### Problem to solve
Return every line of the entries below that contains the string "sunset".

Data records
════

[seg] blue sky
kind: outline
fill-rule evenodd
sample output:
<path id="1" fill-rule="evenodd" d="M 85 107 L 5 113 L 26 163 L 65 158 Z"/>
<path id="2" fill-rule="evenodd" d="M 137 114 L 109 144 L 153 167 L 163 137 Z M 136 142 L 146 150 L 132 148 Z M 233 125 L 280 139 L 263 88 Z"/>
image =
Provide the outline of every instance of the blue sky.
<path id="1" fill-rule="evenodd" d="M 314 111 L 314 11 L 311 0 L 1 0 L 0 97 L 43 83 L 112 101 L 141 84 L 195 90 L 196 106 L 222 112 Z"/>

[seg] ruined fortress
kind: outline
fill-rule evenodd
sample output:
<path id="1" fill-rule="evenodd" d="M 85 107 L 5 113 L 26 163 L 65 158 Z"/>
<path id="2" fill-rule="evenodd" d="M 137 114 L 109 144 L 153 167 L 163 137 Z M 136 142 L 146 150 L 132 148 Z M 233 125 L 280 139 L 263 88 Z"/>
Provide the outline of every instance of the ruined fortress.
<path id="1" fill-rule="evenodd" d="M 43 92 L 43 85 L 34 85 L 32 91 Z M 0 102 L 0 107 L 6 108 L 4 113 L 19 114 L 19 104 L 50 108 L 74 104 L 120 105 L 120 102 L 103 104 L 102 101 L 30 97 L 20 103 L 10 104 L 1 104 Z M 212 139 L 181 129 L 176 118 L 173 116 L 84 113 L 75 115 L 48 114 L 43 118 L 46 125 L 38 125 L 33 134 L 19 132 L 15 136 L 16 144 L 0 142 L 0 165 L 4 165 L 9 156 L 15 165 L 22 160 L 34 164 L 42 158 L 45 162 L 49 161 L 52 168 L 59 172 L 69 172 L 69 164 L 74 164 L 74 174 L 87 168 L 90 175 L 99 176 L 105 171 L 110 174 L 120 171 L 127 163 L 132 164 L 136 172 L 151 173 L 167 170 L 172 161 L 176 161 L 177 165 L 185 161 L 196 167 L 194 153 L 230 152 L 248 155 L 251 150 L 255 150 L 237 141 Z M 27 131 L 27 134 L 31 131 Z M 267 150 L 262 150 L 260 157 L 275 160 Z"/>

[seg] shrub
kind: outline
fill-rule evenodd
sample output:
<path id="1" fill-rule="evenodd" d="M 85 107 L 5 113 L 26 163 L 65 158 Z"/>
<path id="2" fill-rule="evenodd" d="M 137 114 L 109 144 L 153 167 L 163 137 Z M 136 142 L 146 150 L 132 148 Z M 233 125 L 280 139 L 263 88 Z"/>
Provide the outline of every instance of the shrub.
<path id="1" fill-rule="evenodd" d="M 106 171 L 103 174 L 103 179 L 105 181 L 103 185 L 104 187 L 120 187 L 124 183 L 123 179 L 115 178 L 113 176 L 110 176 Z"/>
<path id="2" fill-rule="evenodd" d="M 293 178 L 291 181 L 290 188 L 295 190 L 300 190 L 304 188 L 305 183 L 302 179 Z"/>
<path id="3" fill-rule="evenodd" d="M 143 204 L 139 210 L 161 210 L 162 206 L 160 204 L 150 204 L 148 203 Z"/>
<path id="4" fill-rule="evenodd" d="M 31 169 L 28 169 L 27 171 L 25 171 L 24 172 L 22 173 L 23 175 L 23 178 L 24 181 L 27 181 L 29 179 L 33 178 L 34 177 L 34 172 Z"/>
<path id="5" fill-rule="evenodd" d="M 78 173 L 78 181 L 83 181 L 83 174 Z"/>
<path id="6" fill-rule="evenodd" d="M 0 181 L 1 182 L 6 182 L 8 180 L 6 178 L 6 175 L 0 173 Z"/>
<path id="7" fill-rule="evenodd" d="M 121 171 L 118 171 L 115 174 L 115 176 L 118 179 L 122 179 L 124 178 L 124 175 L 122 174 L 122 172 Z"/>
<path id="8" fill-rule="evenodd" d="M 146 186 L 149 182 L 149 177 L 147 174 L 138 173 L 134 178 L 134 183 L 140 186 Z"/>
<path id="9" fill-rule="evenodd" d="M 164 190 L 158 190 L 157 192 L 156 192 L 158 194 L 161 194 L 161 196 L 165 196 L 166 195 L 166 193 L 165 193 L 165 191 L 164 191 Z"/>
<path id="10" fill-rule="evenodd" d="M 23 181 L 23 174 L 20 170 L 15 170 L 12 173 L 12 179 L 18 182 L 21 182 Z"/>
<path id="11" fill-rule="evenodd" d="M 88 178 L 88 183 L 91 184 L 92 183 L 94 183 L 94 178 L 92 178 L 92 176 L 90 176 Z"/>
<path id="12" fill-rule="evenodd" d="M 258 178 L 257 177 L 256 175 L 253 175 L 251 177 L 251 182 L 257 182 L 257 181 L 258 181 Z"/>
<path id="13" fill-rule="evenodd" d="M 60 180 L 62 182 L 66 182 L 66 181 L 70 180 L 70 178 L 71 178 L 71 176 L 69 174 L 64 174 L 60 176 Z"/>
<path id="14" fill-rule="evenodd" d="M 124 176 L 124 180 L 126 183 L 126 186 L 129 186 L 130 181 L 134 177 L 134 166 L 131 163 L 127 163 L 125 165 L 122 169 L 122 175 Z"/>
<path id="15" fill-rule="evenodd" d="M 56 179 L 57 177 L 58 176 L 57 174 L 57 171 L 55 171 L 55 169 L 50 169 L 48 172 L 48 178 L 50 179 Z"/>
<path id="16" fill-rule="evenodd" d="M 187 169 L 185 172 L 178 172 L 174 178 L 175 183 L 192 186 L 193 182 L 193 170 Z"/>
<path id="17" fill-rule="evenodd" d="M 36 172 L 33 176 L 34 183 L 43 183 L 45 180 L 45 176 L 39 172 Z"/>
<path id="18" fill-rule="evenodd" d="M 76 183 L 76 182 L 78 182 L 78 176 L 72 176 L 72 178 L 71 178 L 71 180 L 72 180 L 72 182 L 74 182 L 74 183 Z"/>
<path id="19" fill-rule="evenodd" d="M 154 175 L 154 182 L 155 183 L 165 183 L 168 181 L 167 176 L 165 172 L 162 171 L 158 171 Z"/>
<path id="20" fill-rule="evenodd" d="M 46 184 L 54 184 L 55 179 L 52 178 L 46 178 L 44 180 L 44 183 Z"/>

════

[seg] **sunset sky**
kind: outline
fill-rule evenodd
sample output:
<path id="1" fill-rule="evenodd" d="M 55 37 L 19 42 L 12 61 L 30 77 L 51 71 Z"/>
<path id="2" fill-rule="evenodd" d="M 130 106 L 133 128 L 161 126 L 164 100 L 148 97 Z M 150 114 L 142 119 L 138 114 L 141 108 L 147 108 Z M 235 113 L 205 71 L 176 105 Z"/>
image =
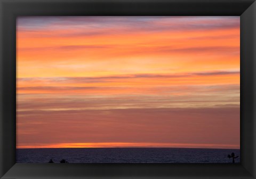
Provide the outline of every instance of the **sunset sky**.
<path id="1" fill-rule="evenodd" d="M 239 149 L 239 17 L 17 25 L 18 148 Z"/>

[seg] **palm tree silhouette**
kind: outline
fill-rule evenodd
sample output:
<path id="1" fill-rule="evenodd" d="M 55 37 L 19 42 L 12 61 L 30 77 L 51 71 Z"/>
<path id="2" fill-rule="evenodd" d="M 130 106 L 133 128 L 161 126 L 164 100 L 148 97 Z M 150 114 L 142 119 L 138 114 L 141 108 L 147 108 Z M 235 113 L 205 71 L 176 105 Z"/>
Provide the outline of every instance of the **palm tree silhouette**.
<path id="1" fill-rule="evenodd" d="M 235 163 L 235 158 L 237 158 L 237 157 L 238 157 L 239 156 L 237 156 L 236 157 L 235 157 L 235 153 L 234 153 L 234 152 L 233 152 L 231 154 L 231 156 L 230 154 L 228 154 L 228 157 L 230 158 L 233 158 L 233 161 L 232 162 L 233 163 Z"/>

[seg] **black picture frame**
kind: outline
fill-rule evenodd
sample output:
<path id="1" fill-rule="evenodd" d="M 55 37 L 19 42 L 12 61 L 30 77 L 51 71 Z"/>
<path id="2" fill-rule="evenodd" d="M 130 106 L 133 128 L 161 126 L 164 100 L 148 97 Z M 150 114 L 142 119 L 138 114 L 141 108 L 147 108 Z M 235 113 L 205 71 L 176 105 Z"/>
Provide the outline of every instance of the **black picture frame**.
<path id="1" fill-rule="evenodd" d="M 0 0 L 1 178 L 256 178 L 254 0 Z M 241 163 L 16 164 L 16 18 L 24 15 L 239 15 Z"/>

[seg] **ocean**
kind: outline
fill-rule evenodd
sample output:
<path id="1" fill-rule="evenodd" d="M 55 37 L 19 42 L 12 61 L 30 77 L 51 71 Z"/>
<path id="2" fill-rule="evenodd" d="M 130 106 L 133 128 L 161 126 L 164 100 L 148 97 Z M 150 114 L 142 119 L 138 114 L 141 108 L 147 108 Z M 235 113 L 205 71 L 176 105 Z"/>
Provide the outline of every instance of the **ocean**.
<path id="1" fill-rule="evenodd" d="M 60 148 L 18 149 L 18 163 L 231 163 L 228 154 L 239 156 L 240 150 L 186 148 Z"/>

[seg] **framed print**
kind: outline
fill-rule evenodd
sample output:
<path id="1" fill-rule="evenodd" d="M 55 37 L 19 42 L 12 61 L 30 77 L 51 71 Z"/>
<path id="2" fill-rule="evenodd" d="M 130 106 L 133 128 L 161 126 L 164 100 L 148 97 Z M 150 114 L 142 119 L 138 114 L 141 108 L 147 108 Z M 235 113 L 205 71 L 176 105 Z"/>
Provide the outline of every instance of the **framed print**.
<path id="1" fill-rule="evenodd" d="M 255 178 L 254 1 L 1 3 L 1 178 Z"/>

════

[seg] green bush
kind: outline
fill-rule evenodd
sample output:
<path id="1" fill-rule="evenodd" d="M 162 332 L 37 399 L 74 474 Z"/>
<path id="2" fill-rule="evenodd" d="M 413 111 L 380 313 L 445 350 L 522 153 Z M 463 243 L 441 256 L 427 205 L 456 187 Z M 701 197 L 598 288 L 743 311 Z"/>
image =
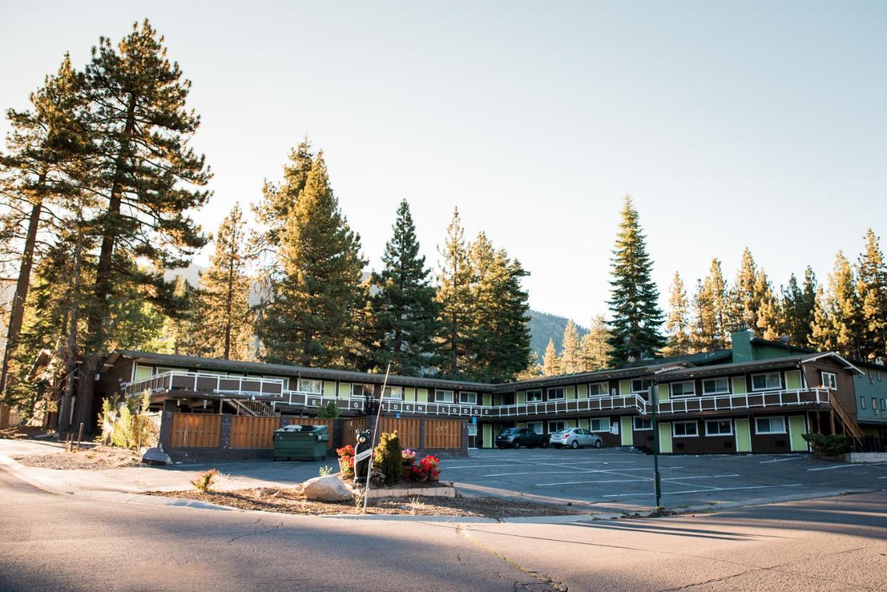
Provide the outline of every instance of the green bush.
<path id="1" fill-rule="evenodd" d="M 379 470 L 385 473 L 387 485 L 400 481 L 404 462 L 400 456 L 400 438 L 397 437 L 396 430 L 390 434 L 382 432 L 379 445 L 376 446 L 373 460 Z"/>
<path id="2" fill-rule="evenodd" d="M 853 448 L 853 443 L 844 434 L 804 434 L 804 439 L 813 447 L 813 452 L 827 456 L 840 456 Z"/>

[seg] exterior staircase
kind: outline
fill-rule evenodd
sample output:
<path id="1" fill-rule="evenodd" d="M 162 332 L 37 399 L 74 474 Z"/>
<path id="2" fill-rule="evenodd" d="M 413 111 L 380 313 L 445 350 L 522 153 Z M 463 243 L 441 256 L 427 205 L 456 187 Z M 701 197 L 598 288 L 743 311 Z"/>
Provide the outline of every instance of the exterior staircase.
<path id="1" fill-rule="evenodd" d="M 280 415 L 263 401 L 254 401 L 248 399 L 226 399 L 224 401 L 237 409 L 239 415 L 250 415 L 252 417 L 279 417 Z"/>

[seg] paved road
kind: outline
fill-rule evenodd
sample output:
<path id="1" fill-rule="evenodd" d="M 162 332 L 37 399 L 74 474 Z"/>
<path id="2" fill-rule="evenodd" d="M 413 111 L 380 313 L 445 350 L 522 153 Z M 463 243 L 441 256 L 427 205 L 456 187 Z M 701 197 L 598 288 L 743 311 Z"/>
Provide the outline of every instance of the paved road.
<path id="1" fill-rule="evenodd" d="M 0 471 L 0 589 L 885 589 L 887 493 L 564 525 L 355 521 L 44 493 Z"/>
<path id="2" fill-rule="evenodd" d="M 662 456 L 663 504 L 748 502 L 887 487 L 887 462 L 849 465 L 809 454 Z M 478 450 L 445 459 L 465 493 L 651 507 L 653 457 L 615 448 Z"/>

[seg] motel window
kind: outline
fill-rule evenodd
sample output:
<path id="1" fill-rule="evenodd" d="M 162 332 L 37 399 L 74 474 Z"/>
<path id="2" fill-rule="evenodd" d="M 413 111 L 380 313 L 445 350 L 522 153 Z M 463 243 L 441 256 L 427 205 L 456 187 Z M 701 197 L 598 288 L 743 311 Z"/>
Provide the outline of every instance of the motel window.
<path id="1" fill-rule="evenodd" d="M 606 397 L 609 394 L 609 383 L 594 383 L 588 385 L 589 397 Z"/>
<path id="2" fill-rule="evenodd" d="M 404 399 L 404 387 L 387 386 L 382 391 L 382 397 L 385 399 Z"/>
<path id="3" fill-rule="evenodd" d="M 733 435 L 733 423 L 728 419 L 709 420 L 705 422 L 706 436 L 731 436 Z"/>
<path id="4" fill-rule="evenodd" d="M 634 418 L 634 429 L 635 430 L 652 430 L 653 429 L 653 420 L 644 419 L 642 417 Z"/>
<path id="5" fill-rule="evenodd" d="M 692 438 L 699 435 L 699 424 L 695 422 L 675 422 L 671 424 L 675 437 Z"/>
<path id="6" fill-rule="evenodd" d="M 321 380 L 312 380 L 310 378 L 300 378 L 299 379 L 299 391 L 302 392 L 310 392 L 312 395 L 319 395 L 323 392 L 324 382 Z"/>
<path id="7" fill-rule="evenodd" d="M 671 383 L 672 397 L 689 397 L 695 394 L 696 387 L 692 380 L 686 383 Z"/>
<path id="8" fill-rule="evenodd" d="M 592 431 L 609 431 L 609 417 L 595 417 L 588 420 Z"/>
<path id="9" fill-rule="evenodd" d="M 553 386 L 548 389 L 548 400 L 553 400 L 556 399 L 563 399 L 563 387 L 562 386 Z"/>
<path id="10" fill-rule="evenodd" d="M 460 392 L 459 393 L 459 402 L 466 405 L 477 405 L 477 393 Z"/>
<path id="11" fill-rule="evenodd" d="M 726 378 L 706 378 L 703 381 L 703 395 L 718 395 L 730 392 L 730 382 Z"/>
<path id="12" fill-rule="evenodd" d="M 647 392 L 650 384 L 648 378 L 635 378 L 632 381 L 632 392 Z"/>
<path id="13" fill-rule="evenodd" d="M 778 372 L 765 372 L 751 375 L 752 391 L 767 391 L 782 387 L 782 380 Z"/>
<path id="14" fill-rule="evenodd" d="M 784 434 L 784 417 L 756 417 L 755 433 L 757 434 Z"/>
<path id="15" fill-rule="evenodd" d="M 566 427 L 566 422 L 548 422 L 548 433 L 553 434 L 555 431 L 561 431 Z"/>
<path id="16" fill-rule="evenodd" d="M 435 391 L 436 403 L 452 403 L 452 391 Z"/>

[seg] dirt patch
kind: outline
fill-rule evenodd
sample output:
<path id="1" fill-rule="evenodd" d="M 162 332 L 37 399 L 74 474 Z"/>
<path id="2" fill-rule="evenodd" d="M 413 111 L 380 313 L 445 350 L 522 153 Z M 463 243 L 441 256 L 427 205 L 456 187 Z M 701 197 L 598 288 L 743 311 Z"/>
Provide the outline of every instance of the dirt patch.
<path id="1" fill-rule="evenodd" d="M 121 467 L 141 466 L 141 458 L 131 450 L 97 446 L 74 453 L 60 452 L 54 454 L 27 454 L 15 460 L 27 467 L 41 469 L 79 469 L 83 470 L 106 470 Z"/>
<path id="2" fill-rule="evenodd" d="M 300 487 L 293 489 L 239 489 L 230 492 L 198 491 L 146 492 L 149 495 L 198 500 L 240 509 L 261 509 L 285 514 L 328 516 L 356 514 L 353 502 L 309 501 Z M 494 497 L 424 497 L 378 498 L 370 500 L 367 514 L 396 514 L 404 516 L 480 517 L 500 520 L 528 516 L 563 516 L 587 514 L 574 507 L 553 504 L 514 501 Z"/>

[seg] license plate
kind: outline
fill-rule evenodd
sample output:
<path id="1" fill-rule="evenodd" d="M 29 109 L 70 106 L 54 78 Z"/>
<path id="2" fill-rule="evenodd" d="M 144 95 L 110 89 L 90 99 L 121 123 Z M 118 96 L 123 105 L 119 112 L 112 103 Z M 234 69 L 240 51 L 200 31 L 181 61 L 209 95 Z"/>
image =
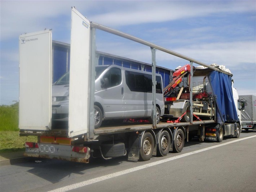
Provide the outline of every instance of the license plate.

════

### Written solution
[seg] **sunset sky**
Provide the outline of every instance of the **sunset sky**.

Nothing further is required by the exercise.